━━━ Extracted entries ━━━
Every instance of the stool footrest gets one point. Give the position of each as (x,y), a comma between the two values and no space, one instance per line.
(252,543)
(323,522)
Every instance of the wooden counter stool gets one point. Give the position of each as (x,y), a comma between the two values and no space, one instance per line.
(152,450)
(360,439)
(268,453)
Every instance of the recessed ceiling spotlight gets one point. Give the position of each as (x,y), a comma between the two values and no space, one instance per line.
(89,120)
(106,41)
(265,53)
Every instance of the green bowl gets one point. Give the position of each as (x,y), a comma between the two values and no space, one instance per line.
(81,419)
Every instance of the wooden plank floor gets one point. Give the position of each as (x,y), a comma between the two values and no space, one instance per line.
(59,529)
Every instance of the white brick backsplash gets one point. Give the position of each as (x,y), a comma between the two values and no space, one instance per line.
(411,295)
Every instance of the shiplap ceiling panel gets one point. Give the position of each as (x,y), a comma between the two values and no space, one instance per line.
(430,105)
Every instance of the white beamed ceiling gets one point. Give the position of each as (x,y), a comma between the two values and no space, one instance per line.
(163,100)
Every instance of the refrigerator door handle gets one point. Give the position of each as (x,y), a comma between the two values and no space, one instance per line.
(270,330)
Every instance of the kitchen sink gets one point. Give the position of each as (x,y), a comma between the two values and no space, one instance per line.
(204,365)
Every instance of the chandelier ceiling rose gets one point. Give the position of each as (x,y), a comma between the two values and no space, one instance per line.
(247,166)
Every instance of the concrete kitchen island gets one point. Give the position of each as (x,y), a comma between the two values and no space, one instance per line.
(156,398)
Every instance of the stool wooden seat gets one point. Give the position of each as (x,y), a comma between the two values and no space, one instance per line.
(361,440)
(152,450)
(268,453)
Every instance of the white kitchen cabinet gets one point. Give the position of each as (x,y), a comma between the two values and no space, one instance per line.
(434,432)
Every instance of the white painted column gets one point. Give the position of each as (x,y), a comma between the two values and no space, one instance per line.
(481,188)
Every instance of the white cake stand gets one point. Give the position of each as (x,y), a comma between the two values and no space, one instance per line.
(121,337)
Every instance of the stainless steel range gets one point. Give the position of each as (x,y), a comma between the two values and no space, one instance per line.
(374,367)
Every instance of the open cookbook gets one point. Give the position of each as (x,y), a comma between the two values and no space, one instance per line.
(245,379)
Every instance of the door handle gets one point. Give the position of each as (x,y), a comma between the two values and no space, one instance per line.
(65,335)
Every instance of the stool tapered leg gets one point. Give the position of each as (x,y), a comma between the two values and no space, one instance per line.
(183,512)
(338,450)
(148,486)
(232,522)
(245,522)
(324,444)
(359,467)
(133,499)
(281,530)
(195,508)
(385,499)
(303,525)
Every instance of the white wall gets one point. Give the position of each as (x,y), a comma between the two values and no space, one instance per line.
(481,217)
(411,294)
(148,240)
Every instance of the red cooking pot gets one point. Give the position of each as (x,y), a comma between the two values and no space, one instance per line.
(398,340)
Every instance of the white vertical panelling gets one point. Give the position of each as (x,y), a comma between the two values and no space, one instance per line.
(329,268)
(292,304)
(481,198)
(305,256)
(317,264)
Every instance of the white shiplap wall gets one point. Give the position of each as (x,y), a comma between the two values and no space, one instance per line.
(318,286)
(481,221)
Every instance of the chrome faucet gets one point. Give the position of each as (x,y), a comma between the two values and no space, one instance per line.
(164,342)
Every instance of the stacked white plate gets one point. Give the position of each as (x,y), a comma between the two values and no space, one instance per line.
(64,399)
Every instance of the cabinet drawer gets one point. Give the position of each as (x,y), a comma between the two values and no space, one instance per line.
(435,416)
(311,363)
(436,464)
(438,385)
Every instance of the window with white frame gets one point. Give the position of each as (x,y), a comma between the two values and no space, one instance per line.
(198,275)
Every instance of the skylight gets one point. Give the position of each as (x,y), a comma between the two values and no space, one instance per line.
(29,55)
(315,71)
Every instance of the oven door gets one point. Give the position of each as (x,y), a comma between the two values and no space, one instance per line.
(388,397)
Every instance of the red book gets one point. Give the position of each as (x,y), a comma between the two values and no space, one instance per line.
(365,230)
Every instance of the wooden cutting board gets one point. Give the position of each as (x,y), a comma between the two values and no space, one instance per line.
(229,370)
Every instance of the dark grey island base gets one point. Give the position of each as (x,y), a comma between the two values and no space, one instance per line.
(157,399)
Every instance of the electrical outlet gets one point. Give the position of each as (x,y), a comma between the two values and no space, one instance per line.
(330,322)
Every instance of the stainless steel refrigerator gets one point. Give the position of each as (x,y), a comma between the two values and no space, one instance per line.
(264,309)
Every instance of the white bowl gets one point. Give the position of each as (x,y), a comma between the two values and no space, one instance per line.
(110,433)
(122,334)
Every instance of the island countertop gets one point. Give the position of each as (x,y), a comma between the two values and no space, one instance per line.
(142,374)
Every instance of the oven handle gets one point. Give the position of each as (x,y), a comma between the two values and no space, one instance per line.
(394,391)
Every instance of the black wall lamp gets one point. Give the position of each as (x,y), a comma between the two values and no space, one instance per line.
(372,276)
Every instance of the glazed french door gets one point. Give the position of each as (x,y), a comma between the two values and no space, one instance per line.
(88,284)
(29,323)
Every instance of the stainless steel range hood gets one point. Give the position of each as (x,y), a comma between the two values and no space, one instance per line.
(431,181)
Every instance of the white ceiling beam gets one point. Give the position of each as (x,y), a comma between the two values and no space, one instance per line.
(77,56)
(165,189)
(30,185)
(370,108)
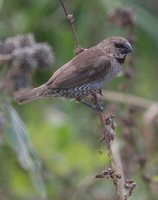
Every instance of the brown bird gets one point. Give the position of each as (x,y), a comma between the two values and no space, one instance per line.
(85,74)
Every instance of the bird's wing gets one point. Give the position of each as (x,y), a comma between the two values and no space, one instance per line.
(91,64)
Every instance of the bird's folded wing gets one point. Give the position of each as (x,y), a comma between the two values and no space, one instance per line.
(90,65)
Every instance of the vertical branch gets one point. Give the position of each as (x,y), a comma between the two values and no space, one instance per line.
(108,136)
(71,19)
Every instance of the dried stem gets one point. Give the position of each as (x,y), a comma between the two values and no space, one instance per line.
(70,19)
(115,162)
(116,173)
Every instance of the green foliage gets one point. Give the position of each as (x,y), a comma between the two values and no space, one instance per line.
(65,134)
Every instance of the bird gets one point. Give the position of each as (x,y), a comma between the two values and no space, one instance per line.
(85,74)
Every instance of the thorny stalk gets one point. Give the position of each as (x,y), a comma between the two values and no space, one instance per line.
(71,19)
(115,173)
(108,135)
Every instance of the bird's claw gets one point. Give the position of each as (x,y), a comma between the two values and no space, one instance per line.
(100,106)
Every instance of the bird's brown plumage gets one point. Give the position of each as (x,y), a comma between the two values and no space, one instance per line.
(84,74)
(76,73)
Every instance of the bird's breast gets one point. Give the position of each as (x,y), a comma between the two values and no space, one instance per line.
(114,70)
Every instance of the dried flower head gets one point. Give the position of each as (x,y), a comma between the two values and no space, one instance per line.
(43,55)
(122,17)
(20,41)
(23,58)
(23,55)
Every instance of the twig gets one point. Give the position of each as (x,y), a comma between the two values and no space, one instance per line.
(118,176)
(70,19)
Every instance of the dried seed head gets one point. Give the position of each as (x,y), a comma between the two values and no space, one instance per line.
(43,55)
(122,17)
(17,42)
(24,60)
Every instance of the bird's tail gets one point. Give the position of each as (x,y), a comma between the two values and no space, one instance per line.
(27,96)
━━━
▶ [Description of the task]
Copy out, exactly as written, the line that contains "Every instance of the bird's breast" along with every line that comes after it in the material above, and nothing else.

▶ [Your response]
Every instance of the bird's breast gets one point. Give the position of each as (x,y), a comma between the two values and no space, one instance per line.
(114,70)
Every instance of the dried flower head gets one point. Give the position of each as (x,y), a comma between the two values and no space, one instance per line.
(43,55)
(122,17)
(20,41)
(23,58)
(23,55)
Every instance of the twig gets one point. Give the position of each as (x,y), a comma between the two values and no space, one instance per line.
(118,176)
(70,19)
Every instance of the dried seed head gets one point. Give the position of each as (x,y), a comma between the two values and no space, one instance per line.
(43,55)
(122,17)
(17,42)
(24,60)
Every instance of the bird's tail gets one point. Give the position of each as (x,y), a comma between the two values and no space, one instance per line.
(27,96)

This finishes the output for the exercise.